Teks Bacaan
▼

GCG Companies

Pegadaian, Sempurnakan GCG dan Agresif Lakukan Digitalisasi

Damar Latri Setiawan, Direktur Utama PT Pegadaian.

Banyak cara yang dilakukan pengelola korporasi agar perusahaannya makin tangguh dan sustainable. Manajemen PT Pegadaian juga termasuk pengelola perusahaan yang tertantang membangun ketangguhan korporasinya berbasiskan GCG. Mereka punya komitmen yang kuat untuk menjalankan nilai-nilai GCG dalam praktik bisnis perusahaan.

Tentu saja, bukti dari komitmen itu sangat kompleks dan institusional. Sebut contoh di Pegadaian, untuk mempermudah dalam menjalankan nilai-nilai GCG, dibuat Pedoman Good Corporate Governance, board manual, pedoman standar etika perusahaan, dll., yang bertujuan memudahkan pelaksanaan GCG. Tata kelola kebijakan perusahaan juga dirapikan, termasuk kebijakan bidang procurement dan pengelolaan aset, kebijakan pengendalian internal, kebijakan manajemen risiko, kepatuhan, dan hukum.

Sudah dibuat pula pedoman interaksi hubungan antara induk dan anak usaha, termasuk pedoman Sistem Pelaporan Pelanggaran (Whistleblowing System). “Semua ketentuan umum sudah kami sediakan dan pedoman operasional juga kami lengkapi. Semua kebijakan ini sangat mendukung ketangguhan perusahaan. Kami juga melakukan continuous improvement agar level GRC (governance risk compliance) semakin baik,” kata Direktur Utama PT Pegadaian, Damar Latri Setiawan.

Sejak 2021 Pegadaian mengembangkan beberapa strategi agar mampu bertahan di tengah pusaran ekonomi makro yang tidak mudah. Misalnya, dengan meningkatkan nilai ekonomi sosial, mengoptimalisasi customer experience, mendiversifikasi produk dan customer, melakukan inovasi berkelanjutan, dan mengembangkan kapabilitas.

▲

Materi yang Disediakan
▼

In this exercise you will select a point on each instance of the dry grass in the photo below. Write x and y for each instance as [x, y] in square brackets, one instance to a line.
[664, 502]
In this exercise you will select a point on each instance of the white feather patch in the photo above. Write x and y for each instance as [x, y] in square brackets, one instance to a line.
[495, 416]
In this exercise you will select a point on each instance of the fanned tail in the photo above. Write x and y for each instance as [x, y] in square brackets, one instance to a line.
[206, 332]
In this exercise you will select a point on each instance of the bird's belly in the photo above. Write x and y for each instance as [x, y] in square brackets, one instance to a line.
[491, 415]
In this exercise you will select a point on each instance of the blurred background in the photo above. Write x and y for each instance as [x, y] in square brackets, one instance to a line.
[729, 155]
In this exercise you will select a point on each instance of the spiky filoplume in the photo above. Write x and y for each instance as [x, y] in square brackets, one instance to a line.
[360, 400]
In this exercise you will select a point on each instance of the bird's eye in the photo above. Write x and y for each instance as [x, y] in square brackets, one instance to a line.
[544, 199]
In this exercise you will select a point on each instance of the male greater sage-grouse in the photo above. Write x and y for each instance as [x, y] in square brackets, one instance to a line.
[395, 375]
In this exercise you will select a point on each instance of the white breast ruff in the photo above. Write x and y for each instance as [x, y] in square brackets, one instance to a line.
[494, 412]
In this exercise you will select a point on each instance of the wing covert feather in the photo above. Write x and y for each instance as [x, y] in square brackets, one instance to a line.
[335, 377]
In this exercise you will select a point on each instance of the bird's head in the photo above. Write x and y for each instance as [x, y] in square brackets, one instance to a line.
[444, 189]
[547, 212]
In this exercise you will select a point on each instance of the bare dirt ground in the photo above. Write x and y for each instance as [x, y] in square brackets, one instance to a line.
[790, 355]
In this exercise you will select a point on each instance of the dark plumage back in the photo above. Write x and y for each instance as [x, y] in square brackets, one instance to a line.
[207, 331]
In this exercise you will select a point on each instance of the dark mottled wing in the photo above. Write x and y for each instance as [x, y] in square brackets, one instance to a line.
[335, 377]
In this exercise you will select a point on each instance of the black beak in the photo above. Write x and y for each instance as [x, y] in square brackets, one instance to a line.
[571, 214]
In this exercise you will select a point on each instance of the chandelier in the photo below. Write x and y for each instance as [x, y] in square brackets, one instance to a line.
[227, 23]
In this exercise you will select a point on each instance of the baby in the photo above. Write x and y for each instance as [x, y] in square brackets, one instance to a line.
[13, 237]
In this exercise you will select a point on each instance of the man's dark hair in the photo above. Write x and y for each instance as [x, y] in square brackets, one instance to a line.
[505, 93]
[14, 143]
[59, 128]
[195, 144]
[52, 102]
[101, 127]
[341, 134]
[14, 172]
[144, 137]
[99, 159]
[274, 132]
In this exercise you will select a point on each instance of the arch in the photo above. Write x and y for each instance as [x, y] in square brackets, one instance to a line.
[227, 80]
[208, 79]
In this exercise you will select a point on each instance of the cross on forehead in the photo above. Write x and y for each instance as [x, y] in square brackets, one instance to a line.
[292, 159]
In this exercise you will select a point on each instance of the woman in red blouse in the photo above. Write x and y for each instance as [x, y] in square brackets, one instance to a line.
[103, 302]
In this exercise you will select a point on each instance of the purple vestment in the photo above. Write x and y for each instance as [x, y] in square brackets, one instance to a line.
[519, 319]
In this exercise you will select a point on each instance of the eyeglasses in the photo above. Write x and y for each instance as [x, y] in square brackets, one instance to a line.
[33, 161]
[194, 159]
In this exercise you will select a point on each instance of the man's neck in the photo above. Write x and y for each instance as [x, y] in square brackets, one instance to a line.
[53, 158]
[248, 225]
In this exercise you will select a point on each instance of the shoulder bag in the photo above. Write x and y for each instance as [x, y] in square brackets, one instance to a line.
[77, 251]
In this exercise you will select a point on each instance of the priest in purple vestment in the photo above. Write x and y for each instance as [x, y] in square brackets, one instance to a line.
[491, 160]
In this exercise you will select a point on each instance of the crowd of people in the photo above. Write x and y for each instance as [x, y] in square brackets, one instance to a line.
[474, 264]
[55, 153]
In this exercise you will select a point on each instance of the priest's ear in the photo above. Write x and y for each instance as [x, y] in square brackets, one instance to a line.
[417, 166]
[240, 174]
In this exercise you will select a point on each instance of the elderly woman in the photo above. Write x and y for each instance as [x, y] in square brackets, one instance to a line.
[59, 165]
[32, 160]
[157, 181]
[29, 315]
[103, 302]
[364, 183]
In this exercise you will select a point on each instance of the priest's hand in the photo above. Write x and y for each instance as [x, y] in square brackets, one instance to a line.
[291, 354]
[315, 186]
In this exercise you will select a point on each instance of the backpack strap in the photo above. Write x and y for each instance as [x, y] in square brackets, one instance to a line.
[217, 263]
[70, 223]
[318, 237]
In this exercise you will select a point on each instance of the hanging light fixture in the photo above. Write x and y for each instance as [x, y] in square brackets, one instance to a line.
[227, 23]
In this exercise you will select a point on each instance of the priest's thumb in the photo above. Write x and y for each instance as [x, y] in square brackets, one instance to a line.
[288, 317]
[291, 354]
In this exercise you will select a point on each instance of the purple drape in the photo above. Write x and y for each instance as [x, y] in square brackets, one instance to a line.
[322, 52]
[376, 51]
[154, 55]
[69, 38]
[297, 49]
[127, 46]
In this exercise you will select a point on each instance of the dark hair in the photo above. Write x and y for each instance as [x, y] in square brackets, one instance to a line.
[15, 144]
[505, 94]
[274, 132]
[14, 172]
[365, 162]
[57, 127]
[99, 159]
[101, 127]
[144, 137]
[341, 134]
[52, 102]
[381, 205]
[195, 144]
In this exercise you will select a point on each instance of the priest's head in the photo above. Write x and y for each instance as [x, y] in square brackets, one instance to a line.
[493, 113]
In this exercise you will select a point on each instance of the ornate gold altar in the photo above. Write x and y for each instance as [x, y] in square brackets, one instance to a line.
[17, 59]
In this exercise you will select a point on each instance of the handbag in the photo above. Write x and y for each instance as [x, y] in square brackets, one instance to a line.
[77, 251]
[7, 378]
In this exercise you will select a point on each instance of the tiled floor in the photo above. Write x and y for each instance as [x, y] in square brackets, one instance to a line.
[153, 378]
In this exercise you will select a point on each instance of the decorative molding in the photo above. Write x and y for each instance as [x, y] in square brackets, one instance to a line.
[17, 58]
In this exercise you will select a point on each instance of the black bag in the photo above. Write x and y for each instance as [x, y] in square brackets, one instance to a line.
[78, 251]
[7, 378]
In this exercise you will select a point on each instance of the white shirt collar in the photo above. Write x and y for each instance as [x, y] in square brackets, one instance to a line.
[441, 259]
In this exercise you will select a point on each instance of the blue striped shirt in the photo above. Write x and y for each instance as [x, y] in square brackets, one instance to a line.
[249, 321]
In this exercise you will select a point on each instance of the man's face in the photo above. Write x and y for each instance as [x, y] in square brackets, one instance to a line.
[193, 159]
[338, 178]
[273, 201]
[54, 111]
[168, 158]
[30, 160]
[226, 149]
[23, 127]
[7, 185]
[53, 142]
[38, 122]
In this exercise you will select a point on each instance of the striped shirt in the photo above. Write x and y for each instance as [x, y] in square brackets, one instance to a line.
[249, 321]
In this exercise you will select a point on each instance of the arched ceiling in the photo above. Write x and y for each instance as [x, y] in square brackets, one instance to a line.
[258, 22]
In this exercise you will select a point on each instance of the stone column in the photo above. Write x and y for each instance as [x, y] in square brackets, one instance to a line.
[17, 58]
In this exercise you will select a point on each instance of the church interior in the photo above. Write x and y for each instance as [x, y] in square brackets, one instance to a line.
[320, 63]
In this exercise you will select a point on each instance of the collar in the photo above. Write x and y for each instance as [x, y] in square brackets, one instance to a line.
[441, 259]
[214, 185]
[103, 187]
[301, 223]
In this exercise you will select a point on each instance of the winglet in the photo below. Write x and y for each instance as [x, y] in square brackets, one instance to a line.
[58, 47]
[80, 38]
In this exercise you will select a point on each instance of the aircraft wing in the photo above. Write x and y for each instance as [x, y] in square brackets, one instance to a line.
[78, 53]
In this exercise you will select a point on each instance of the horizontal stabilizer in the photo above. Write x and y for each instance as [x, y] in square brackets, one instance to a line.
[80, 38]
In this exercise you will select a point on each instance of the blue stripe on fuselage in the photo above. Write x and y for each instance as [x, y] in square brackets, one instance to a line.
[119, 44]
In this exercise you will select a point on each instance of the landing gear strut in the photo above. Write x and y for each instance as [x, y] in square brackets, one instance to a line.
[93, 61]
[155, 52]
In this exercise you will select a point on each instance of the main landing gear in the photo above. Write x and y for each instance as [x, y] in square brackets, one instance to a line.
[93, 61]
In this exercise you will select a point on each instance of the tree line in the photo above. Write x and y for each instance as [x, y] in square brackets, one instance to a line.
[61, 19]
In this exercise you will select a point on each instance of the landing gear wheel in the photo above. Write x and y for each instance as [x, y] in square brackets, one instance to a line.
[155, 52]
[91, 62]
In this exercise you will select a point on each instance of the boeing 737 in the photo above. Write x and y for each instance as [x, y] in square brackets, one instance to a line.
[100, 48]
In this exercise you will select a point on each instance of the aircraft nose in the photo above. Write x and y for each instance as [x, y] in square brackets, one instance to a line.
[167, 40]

▲

Tugas Anda
Lanjutkan teks tentang tata kelola dan digitalisasi Pegadaian dari kalimat terakhirnya.

Jawaban Soal
“Kami sangat menjunjung tinggi implementasi GCG di dalam seluruh lini maupun operasional perusahaan. GCG ini menjadi DNA Pegadaian. Dengan CGPI (Corporate Governance Perception Index) ini, kami harap bisa memberikan nilai tambah bagi reputasi perusahaan, meningkatkan kepercayaan para pemangku kepentingan,” kata Damar.

Memang, perusahaan BUMN yang per 13 September 2021 resmi menjadi anak perusahaan BRI ini menghadapi tantangan bisnis yang berat. “Pegadaian tidak bisa berpikir business as usual karena 2021 adalah tahun yang sangat menantang bagi kami,” ungkapnya.

“Di tahun 2020 itu nasabah kami masih punya Tabungan Emas, sehingga berharap pandemi cepat selesai, tetapi ternyata berlanjut sampai 2021. Karenanya, di tahun 2020 Pegadaian masih sangat gagahnya, lalu di 2021 kami suffer. Namun, kami bersyukur bisa bertahan dan kinerjanya masih tumbuh,” Damar menjelaskan.

Untuk membangun ketangguhan perusahaan dalam kerangka GCG, Pegadaian melakukan strategi jangka pendek dan panjang. Maklum, lanskap persaingan industrinya memang sangat berubah.

“Lanskap persaingan industri kami ada di KUR, super mikro, bank syariah, fintech lending, dan industri pergadaian. Bank syariah makin gencar ekspansi dengan mengeluarkan produk gadai. Kemudian, pertumbuhan fintech saat ini semakin pesat,” katanya. Pegadaian kini menghadapi kompetisi yang sangat ketat dengan pergadaian swasta, perbankan syariah, multifinance, hingga fintech P2P lending.

Dalam menggarap bisnisnya, Pegadaian membangun ekosistem, di antaranya melalui perluasan jangkauan layanan dan kerjasama dengan mitra strategis. Ini meliputi perluasan titik co-location, khususnya di remote area, serta perluasan kerjasama kelembagaan, baik dengan instansi pemerintah, BUMN, swasta, maupun komunitas.

Dilakukan pula perluasan kerjasama dengan fintech/e-commerce dan mitra pembayaran untuk memastikan kemudahan transaksi di mana pun dan kapan pun.

Selain itu, Pegadaian pun terus berusaha memberikan layanan beyond expectation, di antaranya layanan prioritas, bekerjasama dengan gerai The Gade Coffee & Gold. Juga mengembangkan produk berdasarkan kebutuhan nasabah dan hasil survei pelanggan satu bulan sekali, baik Grow Core (Gadai Peduli, Gadai Express, Gadai Premium, Gadai Efek, Gadai Elektronik) maupun Grab New (Digital Lending, KUR Syariah, Kartu Emas).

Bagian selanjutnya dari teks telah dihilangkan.